Source document »
We all know viruses to be submicroscopic infectious agent that replicates only inside the living cells of an organism. These are known to infect all life forms, from animals and plants to microorganisms. But now researcher John DeLong and his colleagues at the University of Nebraska-Lincoln have discovered some animals that eat certain viruses. and use them for food and energy.
In this new research, researchers discovered a species of microbe called Halteria, which consumes a sizable number of infectious chloroviruses. These microscopic ciliates live in freshwater ecosystems and were found to survive on a diet of viruses alone. The researchers called them “virovory.” Researchers found that these microbes can consume thousands, even a million particles of chloroviruses in a single day.
DeLong suspects that some microbes could use viruses for food and energy.

Material shown »
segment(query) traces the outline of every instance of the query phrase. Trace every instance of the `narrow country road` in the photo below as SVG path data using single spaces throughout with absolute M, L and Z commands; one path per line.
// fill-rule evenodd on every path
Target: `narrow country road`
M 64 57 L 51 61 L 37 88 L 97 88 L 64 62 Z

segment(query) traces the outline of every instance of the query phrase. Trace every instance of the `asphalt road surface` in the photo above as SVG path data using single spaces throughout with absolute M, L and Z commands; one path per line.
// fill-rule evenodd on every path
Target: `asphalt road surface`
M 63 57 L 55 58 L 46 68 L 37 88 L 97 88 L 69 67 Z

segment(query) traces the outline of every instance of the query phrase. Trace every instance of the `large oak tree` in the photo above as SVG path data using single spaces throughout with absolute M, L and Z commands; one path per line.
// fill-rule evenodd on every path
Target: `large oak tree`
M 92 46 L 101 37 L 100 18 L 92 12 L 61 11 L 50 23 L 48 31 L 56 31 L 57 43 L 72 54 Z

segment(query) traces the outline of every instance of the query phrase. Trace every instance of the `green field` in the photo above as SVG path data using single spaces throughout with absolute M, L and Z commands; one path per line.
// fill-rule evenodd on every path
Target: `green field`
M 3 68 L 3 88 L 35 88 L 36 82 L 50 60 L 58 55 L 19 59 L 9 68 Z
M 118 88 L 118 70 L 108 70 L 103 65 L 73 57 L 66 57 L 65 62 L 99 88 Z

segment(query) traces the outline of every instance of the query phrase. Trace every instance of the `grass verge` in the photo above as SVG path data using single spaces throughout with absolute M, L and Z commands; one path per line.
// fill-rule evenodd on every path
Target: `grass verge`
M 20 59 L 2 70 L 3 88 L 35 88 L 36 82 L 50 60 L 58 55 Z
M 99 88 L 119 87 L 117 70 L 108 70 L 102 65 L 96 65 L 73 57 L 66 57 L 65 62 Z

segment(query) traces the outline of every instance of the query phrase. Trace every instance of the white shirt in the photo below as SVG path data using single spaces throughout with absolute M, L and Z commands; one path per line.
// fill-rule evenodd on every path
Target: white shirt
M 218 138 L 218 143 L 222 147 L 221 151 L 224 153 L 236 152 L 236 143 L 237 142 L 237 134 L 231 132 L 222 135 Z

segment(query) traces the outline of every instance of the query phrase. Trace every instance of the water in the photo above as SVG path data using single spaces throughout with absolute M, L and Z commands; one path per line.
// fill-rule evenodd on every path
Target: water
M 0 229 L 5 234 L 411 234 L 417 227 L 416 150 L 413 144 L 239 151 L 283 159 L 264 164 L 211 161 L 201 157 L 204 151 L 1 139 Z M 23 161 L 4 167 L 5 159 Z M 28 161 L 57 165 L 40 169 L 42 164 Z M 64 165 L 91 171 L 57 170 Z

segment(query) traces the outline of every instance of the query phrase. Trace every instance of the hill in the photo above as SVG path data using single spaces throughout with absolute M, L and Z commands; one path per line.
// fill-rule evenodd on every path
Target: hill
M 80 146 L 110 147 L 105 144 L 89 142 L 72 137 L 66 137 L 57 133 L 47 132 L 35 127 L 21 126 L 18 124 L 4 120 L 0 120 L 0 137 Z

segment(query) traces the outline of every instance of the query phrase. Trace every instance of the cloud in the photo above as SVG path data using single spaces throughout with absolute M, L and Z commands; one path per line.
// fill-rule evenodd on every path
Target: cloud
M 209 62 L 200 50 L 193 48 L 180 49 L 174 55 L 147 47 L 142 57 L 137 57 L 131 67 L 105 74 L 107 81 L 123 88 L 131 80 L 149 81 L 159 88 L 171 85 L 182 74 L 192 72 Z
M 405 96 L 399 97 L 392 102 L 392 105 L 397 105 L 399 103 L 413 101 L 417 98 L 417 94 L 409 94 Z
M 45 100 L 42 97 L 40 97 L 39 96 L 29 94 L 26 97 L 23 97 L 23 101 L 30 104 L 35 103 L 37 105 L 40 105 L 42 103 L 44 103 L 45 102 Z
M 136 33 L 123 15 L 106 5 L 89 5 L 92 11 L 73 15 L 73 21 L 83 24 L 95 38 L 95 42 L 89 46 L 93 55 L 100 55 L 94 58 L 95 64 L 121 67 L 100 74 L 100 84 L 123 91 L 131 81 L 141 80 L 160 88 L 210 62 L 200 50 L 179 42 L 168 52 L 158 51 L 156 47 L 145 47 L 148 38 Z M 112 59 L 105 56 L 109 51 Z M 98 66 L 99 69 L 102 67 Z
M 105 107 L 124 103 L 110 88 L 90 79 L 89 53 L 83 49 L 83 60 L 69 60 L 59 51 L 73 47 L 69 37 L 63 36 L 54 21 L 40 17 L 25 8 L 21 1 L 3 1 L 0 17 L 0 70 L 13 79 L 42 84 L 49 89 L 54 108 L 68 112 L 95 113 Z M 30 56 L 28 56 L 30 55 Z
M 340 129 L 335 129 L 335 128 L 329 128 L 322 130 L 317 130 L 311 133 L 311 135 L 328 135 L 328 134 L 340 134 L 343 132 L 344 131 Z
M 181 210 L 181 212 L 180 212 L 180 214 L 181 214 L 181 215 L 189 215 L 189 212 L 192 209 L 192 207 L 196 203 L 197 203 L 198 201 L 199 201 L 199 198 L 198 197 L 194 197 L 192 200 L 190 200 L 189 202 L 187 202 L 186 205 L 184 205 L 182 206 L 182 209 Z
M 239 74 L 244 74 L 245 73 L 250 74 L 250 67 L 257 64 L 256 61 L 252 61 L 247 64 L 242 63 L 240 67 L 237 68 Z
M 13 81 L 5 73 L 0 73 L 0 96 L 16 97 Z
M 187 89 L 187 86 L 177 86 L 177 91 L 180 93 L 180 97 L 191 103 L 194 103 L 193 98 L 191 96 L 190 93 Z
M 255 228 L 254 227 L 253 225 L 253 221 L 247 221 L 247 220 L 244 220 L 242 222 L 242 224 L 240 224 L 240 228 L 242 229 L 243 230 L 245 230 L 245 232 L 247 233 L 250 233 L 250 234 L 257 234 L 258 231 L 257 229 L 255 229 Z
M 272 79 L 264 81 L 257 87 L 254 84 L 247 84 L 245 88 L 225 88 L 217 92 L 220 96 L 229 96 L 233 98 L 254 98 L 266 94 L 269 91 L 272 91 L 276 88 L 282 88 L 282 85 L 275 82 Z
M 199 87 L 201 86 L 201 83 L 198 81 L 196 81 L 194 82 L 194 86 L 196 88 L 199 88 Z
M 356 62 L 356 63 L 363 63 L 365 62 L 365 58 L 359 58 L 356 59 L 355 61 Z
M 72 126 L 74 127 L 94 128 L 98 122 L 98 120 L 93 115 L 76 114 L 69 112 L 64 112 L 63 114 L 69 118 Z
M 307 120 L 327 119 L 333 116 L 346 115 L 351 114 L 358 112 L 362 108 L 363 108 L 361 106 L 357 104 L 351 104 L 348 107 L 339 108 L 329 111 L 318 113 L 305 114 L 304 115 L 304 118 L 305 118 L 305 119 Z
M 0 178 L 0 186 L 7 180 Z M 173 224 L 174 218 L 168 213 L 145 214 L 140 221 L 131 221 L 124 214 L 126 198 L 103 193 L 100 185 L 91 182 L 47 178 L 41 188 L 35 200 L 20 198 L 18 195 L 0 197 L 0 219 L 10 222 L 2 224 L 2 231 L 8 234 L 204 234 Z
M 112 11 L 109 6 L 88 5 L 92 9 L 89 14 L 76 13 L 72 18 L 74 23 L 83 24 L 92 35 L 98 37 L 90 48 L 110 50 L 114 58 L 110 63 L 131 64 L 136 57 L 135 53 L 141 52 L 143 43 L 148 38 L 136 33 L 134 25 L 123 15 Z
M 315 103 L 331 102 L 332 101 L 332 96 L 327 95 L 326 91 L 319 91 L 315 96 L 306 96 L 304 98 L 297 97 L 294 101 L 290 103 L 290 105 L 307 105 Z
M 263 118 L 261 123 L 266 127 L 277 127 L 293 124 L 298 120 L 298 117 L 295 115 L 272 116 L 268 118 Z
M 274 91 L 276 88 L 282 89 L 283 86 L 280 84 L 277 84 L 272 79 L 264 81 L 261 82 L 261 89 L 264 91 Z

Problem set »
#1 Answer these questions from the article on virus-eating microbes:
(a) At which university do John DeLong and his colleagues work?
(b) In what kind of ecosystem do Halteria live?
(c) How many chlorovirus particles can these microbes consume in a single day?
#2 Extend the article on virus-eating microbes by writing on from its last sentence.
The records have no connection to the article on virus-eating microbes.

Numbered responses »
#1
(a) The University of Nebraska-Lincoln.
(b) Freshwater ecosystems.
(c) Thousands, even a million.

#2
“They’re made up of really good stuff: nucleic acids, a lot of nitrogen and phosphorous,” said DeLong. “Everything should want to eat them. So many things will eat anything they can get ahold of. Surely something would have learned how to eat these really good raw materials.”
To test the hypothesis, he did a simple experiment. He added chlorovirus, (a freshwater inhabitant that infects green algae) to droplets of water that contained microbes from the pond. After two days, he found there were 100 times fewer viruses. Halteria cells that had an access to chlorovirus were found to be about 15 percent larger. However, Halteria that had no access to chlorovirus were of the same size.